Objective: Collect every line of the listing below that contains the string "face", and copy each such line in full.

Listing:
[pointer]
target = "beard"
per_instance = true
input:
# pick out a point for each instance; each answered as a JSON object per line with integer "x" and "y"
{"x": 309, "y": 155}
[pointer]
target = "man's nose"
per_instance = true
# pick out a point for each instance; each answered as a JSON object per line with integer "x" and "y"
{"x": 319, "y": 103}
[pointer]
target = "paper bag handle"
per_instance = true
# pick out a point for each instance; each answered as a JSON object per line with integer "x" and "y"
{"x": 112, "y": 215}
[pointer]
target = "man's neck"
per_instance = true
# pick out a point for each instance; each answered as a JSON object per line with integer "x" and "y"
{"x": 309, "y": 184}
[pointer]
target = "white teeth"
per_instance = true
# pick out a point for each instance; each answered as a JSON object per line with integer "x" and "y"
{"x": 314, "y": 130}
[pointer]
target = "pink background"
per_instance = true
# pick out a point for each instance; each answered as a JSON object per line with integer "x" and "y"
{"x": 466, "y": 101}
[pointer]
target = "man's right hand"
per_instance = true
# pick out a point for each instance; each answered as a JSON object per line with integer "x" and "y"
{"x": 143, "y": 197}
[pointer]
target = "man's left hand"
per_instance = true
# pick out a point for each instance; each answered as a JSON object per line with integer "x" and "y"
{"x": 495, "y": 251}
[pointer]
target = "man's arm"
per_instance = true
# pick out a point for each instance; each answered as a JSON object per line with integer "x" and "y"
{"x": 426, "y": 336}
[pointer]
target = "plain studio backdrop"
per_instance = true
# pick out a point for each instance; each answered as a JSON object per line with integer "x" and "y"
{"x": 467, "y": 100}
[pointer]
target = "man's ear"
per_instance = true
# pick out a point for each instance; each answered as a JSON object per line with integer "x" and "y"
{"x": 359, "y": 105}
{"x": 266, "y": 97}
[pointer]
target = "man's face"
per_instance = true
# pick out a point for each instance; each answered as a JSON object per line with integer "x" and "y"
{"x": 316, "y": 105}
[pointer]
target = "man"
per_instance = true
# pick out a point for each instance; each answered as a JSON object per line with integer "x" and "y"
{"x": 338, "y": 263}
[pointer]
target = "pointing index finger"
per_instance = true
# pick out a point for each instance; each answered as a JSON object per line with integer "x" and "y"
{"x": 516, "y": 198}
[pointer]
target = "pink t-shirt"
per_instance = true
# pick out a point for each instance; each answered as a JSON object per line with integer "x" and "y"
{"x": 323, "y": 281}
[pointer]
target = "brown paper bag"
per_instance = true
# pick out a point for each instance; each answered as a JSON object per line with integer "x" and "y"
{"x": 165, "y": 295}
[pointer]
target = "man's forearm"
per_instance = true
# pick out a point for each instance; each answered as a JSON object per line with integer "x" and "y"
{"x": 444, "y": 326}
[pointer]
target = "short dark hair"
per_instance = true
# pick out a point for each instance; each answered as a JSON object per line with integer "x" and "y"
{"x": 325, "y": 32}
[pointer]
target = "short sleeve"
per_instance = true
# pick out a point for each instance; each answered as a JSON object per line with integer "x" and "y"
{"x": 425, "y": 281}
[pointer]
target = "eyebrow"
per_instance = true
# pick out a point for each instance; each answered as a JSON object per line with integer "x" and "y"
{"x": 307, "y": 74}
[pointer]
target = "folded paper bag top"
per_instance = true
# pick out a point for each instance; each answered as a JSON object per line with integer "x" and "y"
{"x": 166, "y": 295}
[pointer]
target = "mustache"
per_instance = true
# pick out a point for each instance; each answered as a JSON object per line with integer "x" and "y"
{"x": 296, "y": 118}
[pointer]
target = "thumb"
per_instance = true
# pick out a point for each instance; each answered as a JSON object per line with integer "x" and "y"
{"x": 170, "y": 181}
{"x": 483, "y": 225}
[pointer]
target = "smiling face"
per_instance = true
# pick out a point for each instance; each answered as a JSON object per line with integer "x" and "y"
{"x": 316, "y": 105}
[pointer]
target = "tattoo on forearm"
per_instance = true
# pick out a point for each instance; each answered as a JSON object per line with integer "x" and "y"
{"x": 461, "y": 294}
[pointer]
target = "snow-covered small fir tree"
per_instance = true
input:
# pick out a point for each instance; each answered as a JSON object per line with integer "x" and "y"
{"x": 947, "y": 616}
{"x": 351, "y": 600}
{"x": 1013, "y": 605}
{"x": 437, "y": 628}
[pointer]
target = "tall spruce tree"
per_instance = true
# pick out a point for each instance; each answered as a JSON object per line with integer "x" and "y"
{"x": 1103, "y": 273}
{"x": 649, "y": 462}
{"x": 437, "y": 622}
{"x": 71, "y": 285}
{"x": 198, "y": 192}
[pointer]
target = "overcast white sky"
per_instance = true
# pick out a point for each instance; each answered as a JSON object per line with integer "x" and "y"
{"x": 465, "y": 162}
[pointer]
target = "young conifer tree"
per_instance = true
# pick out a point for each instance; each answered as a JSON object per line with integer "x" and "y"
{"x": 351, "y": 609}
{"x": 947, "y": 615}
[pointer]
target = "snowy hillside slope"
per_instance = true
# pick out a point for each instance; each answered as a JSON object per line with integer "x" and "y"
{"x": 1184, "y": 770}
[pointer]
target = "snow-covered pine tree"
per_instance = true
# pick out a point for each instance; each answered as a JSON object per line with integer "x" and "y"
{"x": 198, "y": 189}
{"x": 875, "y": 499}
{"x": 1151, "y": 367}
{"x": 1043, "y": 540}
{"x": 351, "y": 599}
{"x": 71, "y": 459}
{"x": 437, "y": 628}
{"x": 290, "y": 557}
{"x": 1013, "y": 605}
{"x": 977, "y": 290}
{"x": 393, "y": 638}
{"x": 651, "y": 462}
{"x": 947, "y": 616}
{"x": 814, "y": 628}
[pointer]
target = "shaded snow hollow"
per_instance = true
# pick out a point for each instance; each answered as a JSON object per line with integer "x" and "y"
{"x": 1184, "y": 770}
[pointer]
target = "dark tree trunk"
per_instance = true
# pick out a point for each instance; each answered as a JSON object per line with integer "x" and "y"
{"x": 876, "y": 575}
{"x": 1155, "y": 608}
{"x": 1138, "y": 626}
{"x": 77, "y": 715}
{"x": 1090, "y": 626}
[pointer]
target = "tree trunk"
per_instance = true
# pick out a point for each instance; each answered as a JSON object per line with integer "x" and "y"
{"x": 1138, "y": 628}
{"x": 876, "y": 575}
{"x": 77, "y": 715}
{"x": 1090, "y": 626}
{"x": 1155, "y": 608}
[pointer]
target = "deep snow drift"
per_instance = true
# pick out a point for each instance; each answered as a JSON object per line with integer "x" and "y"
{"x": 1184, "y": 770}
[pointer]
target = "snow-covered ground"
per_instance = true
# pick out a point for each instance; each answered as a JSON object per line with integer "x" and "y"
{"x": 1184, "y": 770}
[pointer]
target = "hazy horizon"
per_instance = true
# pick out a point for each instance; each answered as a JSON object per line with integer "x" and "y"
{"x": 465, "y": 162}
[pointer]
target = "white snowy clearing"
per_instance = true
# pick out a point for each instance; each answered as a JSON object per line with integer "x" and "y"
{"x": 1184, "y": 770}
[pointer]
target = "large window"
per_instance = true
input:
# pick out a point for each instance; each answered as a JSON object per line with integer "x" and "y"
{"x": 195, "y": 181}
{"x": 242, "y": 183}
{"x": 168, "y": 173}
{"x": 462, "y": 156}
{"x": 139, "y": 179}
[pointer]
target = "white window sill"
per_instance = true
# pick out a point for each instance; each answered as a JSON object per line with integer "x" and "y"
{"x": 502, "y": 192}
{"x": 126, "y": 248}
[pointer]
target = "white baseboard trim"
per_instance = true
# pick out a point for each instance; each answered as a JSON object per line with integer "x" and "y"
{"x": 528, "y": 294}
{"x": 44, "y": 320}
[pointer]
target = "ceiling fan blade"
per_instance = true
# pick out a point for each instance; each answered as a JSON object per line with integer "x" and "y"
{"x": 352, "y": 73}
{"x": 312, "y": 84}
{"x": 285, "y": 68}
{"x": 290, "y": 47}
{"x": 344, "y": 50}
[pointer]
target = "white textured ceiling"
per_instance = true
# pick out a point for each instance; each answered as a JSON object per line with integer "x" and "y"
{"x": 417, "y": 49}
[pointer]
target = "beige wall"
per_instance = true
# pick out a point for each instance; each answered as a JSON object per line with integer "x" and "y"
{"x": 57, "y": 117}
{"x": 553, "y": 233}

Complete answer:
target = "man's face"
target = "smiling face"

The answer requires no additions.